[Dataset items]
%%
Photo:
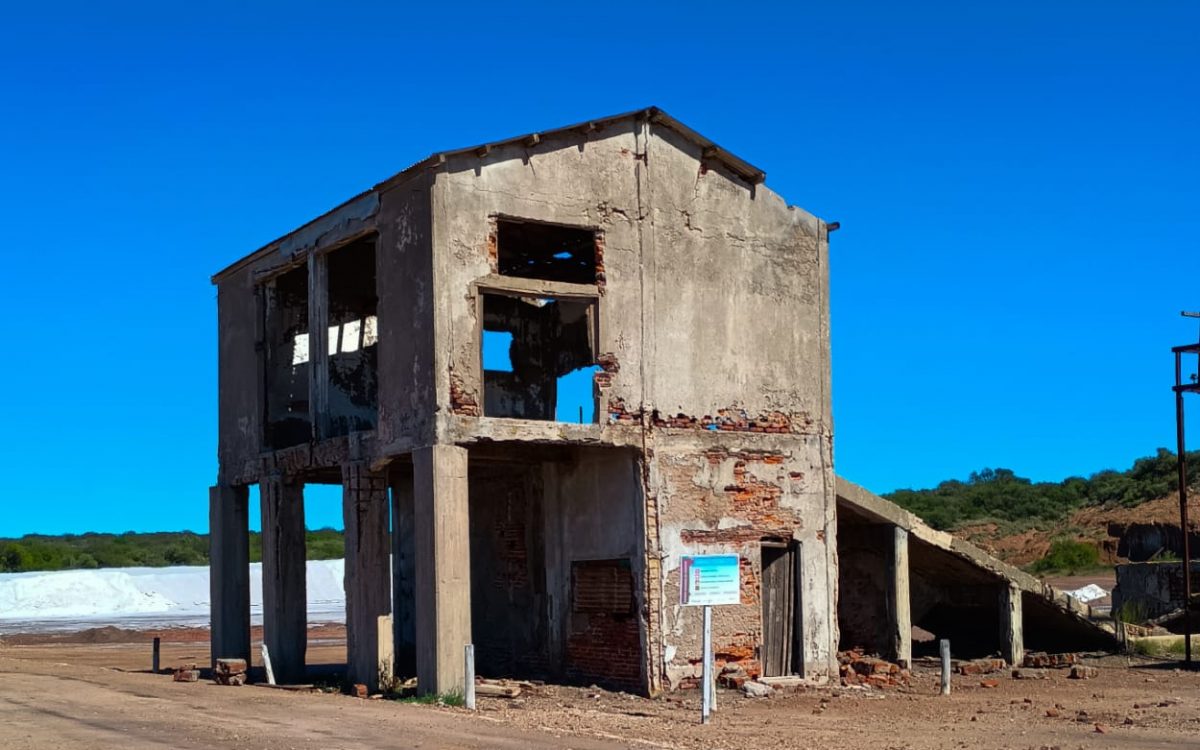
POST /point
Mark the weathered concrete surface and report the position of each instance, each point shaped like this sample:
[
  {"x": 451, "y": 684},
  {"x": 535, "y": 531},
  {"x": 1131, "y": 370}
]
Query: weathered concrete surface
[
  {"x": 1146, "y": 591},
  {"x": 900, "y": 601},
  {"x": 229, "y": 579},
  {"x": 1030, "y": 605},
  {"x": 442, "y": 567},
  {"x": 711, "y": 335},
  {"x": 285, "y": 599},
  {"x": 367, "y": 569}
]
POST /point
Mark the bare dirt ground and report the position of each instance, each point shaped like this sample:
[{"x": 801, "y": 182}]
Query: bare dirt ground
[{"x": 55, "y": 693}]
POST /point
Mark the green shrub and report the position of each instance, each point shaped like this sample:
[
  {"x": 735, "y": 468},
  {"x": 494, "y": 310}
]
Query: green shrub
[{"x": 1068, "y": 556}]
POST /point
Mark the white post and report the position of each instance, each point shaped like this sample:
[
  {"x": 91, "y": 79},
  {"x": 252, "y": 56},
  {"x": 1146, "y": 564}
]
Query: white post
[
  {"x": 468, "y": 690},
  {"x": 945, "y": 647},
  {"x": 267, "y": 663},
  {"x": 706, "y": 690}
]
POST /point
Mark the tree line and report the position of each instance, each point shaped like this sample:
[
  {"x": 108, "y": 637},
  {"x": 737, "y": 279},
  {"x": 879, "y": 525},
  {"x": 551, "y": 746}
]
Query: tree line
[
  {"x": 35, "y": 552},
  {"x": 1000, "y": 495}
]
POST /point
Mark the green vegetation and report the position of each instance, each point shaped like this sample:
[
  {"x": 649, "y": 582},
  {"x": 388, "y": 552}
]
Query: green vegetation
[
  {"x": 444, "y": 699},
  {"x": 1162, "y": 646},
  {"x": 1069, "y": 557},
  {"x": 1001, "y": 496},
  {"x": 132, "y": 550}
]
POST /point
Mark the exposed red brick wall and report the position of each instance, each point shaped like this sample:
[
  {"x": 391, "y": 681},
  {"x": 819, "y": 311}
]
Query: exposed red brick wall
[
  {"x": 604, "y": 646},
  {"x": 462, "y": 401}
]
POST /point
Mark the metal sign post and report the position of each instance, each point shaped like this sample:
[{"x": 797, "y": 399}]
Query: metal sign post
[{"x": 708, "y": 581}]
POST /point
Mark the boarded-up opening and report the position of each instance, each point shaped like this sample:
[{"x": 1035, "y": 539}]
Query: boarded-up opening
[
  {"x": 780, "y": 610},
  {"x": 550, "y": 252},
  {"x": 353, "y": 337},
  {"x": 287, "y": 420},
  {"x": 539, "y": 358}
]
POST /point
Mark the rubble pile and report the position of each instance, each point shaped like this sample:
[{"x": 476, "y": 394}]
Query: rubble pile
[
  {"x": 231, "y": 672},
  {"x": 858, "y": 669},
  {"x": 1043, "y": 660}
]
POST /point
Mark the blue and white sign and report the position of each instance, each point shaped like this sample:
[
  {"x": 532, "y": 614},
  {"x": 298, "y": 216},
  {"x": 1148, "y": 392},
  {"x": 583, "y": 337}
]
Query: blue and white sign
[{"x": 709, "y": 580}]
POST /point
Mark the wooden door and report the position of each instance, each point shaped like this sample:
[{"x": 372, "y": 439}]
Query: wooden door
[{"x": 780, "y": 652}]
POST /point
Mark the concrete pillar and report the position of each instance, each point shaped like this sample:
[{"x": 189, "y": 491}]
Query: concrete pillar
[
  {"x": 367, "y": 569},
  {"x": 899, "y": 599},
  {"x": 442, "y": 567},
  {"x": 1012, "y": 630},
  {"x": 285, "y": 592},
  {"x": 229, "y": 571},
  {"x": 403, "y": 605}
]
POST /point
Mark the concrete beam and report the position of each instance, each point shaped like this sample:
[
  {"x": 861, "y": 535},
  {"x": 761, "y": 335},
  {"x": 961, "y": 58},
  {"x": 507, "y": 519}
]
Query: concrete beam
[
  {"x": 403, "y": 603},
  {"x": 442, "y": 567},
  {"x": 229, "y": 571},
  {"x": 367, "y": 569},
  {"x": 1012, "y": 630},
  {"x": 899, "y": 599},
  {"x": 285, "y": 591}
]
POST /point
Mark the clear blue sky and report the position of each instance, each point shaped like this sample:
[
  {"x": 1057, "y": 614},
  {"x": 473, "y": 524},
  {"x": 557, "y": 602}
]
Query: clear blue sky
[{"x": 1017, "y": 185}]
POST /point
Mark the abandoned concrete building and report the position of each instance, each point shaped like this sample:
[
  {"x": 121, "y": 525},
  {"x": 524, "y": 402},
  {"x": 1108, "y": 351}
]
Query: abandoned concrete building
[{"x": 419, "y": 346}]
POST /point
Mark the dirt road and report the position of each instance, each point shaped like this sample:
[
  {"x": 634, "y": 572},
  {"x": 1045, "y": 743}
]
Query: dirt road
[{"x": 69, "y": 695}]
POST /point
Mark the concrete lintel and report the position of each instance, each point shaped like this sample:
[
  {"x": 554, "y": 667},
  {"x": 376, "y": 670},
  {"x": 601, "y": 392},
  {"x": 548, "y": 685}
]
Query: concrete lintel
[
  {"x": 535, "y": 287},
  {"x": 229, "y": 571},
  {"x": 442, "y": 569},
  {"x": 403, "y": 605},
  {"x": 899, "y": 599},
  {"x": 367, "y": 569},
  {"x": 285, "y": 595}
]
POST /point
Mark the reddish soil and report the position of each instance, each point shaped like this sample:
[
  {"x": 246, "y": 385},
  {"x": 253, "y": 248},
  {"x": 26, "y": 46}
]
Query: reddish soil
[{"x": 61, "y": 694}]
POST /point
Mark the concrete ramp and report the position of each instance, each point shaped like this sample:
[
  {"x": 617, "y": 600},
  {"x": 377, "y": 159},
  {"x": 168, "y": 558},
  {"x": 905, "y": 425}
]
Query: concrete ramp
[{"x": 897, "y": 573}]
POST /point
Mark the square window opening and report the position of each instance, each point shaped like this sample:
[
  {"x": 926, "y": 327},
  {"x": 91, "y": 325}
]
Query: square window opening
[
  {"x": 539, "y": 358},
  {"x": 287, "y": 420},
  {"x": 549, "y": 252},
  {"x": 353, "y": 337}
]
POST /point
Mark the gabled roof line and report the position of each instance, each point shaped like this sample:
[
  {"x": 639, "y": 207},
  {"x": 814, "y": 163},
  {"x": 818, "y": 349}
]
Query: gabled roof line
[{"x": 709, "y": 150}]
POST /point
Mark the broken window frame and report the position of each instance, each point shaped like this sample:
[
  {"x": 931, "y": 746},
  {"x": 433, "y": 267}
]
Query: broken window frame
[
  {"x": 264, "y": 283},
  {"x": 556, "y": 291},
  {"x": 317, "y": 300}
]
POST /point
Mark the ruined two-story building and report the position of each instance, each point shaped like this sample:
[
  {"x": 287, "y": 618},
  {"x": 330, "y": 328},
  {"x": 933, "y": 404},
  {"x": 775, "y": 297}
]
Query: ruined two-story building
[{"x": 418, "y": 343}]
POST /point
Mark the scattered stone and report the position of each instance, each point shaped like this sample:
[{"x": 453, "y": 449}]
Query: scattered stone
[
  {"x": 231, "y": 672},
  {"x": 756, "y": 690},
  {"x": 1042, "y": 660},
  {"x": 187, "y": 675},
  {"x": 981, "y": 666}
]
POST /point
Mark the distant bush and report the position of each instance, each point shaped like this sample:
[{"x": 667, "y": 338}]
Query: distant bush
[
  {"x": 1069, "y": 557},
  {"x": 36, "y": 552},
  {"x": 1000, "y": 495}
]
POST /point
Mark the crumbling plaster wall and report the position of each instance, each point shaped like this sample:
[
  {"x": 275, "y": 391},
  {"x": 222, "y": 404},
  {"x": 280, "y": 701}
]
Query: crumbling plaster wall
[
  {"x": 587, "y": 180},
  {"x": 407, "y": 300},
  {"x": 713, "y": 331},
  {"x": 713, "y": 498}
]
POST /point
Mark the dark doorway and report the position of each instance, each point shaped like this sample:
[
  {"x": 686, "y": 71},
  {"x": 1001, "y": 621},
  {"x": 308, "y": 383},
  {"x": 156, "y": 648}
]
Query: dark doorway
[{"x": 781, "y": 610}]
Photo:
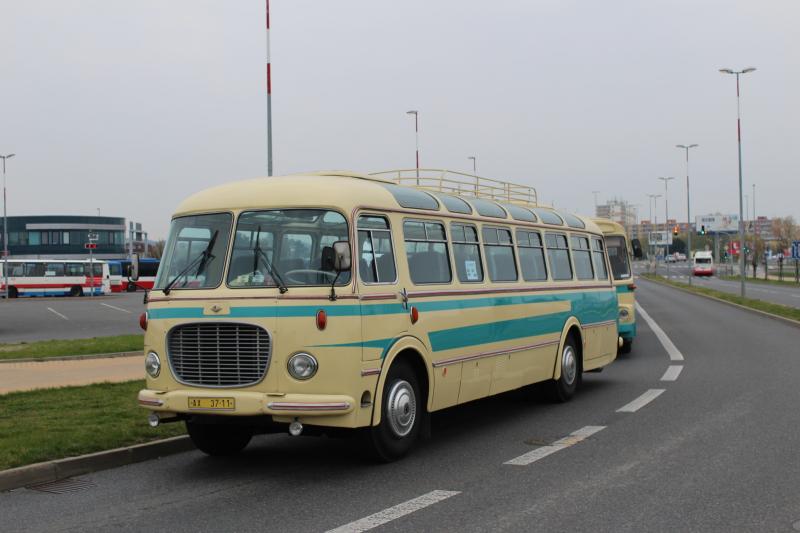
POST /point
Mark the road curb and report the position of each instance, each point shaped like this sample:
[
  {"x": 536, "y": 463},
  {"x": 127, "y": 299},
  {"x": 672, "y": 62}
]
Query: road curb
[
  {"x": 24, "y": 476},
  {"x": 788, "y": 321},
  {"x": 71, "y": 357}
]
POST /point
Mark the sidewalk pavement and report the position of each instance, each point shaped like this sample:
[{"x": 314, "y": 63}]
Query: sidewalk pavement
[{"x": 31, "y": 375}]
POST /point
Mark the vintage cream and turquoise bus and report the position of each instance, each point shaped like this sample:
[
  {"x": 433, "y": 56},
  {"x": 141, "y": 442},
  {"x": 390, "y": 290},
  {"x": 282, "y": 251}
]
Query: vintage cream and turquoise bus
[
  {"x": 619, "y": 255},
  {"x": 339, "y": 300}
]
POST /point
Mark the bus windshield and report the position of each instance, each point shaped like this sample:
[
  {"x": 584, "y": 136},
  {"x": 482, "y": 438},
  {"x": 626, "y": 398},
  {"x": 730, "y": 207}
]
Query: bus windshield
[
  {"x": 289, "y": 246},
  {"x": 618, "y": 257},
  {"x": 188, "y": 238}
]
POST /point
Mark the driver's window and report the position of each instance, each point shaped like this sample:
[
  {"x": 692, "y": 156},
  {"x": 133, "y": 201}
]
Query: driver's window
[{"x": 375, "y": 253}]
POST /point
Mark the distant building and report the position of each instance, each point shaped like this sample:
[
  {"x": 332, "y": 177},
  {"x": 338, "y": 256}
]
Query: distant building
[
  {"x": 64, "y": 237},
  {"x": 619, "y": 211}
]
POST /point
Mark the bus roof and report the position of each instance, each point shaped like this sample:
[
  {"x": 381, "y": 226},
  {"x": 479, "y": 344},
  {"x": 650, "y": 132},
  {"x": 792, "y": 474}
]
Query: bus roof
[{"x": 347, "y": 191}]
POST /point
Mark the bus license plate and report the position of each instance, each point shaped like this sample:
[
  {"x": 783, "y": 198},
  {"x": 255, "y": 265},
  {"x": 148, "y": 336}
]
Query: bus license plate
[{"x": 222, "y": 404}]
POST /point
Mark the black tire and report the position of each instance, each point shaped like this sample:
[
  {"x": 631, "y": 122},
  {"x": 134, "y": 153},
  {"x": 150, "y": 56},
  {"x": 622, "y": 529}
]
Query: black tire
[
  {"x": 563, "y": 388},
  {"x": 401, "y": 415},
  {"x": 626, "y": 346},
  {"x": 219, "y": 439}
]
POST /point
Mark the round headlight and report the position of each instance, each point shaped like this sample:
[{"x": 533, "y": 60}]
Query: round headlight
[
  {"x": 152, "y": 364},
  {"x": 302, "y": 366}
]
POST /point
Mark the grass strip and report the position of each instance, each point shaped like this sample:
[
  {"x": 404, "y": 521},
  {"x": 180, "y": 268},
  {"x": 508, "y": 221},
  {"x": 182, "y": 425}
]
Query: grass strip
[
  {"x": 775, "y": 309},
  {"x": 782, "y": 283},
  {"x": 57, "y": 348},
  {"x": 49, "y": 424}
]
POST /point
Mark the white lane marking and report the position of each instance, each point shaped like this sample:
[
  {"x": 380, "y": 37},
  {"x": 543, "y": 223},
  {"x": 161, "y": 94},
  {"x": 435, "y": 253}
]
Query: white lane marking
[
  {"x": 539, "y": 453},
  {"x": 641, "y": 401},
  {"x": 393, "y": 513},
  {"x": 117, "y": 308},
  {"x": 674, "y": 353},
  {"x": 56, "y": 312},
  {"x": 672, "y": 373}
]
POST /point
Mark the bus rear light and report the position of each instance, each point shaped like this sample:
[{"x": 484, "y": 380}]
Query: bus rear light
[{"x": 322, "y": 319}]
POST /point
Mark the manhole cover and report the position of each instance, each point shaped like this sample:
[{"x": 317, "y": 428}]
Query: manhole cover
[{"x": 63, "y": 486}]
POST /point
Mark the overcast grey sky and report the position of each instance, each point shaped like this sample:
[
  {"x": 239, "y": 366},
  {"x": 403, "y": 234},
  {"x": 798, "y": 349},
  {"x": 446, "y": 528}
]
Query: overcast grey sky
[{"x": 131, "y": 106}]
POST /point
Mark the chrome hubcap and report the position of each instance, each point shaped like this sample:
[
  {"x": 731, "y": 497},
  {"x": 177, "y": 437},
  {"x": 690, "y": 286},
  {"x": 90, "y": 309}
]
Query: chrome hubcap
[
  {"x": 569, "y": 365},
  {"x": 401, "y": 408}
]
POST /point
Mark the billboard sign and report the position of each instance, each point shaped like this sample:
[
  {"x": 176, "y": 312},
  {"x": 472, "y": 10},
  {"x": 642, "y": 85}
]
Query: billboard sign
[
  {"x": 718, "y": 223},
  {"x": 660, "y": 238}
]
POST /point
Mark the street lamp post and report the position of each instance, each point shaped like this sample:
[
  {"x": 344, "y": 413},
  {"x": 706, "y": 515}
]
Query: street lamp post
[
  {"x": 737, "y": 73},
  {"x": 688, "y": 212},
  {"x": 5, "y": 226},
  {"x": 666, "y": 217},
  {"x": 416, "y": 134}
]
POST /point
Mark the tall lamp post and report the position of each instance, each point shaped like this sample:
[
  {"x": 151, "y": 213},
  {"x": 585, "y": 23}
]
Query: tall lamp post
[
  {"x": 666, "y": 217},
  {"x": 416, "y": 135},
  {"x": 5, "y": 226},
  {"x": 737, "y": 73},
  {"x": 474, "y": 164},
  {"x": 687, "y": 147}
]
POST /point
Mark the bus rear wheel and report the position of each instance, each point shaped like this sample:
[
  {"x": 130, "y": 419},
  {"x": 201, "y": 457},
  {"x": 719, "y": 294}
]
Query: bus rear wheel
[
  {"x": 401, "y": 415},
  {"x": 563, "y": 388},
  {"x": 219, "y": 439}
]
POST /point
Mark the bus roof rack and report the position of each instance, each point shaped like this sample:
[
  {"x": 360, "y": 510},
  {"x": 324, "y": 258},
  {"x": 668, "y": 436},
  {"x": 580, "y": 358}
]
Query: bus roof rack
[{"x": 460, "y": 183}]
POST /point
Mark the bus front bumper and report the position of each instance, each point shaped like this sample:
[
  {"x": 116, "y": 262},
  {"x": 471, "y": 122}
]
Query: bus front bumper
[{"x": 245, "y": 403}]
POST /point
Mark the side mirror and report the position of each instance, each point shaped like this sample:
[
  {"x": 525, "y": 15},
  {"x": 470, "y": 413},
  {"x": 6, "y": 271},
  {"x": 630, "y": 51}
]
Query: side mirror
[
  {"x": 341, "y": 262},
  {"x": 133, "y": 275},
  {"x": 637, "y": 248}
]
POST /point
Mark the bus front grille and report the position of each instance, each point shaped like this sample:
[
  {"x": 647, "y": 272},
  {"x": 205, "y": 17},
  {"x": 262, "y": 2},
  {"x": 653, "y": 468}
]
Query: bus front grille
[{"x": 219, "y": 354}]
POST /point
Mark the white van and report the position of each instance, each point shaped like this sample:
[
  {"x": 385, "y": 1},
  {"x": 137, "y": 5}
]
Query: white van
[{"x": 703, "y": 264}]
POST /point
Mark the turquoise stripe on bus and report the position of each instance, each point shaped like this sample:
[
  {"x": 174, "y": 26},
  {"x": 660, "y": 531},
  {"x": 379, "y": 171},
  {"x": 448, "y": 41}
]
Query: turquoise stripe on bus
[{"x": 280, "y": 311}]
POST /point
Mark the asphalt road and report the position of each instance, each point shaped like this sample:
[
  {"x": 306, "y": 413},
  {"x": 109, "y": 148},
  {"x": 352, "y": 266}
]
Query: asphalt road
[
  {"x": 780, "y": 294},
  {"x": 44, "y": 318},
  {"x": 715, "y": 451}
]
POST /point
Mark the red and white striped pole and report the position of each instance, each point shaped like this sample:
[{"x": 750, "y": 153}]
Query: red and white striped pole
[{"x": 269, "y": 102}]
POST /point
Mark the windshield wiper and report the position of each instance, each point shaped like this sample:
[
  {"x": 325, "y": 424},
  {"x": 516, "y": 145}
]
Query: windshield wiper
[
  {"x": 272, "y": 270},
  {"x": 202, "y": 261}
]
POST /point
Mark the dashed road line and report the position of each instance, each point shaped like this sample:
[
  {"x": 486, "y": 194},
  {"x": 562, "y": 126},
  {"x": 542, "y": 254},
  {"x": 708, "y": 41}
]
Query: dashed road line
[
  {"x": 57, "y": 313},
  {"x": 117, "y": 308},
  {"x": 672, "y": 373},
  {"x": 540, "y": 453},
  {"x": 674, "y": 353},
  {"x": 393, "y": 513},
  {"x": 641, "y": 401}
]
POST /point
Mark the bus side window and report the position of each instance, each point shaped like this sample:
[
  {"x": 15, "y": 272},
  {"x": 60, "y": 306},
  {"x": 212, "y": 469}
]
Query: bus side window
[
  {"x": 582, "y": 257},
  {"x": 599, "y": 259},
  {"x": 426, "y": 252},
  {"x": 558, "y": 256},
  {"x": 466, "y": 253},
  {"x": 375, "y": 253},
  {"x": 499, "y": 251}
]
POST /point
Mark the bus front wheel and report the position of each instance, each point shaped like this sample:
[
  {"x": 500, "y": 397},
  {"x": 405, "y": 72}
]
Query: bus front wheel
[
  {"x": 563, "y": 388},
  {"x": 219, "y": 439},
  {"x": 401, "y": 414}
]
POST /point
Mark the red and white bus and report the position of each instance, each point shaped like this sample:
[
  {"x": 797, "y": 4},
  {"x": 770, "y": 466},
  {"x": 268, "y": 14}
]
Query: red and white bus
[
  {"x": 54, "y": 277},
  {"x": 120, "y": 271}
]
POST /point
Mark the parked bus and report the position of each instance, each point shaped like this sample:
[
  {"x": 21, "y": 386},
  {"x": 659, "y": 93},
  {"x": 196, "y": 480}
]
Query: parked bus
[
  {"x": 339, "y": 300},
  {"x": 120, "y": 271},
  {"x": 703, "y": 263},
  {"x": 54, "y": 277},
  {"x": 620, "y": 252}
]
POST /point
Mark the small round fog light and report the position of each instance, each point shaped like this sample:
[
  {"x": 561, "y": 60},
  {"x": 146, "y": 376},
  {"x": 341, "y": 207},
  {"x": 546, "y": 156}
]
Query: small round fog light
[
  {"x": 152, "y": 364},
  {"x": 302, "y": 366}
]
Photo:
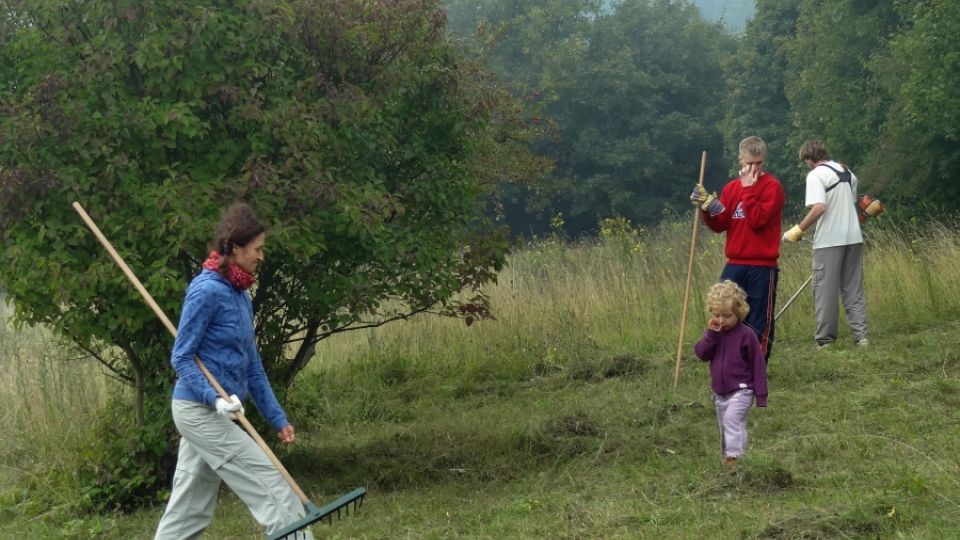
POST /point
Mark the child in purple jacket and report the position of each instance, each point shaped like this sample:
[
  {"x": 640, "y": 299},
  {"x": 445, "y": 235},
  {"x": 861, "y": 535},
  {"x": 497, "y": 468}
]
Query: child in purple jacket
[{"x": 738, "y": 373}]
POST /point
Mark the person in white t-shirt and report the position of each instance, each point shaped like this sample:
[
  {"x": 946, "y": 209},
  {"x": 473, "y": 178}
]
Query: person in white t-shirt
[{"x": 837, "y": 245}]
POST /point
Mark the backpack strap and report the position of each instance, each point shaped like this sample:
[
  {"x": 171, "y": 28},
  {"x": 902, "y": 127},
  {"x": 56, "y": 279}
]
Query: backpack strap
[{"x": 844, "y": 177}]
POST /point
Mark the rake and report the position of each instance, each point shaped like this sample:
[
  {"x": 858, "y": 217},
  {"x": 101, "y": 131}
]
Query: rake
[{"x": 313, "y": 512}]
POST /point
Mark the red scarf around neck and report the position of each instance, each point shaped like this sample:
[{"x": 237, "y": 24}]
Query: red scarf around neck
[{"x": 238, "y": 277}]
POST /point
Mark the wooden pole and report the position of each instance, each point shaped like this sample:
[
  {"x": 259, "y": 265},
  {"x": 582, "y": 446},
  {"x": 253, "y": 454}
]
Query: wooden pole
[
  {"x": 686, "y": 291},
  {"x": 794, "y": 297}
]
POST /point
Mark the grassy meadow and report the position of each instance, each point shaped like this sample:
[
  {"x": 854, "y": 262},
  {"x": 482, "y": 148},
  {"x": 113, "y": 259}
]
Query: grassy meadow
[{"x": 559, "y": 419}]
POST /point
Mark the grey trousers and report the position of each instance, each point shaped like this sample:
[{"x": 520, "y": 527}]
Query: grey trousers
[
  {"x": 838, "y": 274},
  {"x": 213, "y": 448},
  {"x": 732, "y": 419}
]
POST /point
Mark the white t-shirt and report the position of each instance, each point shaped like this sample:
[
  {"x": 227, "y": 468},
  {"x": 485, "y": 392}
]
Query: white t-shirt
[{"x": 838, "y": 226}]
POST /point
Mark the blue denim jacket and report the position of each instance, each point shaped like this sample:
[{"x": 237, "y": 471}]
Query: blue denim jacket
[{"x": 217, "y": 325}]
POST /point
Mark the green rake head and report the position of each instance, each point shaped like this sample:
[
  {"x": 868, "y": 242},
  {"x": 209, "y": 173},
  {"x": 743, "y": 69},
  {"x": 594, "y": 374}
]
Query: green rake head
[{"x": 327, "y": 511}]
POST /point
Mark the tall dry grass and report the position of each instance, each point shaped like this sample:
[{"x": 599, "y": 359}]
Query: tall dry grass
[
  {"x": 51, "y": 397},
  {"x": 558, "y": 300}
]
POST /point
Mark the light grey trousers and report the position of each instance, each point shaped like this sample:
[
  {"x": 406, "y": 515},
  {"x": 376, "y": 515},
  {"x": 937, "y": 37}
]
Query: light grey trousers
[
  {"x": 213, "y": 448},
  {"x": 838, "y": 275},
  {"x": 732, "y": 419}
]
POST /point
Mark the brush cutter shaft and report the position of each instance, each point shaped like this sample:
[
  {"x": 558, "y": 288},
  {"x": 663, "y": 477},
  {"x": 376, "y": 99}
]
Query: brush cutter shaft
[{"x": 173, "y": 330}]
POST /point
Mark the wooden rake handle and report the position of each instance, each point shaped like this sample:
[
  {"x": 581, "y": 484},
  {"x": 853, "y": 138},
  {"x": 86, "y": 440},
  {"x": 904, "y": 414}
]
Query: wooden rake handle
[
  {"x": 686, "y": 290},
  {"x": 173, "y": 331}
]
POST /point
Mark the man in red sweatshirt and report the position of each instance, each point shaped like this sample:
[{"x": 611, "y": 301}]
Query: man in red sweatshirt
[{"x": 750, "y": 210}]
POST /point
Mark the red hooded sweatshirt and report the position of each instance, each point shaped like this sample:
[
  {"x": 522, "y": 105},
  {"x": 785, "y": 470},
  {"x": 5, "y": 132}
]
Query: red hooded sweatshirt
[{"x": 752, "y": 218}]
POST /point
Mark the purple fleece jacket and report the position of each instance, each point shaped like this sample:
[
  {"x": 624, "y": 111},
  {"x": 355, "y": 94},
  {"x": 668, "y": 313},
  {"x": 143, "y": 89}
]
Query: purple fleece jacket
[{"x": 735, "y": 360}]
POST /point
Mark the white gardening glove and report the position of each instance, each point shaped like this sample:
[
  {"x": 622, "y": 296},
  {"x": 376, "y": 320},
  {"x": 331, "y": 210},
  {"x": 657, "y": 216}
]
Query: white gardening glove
%%
→ **Exercise prompt**
Give the number of lines in the records that contain the word "headlight". Reply with the number alone.

→ **Solved exercise**
2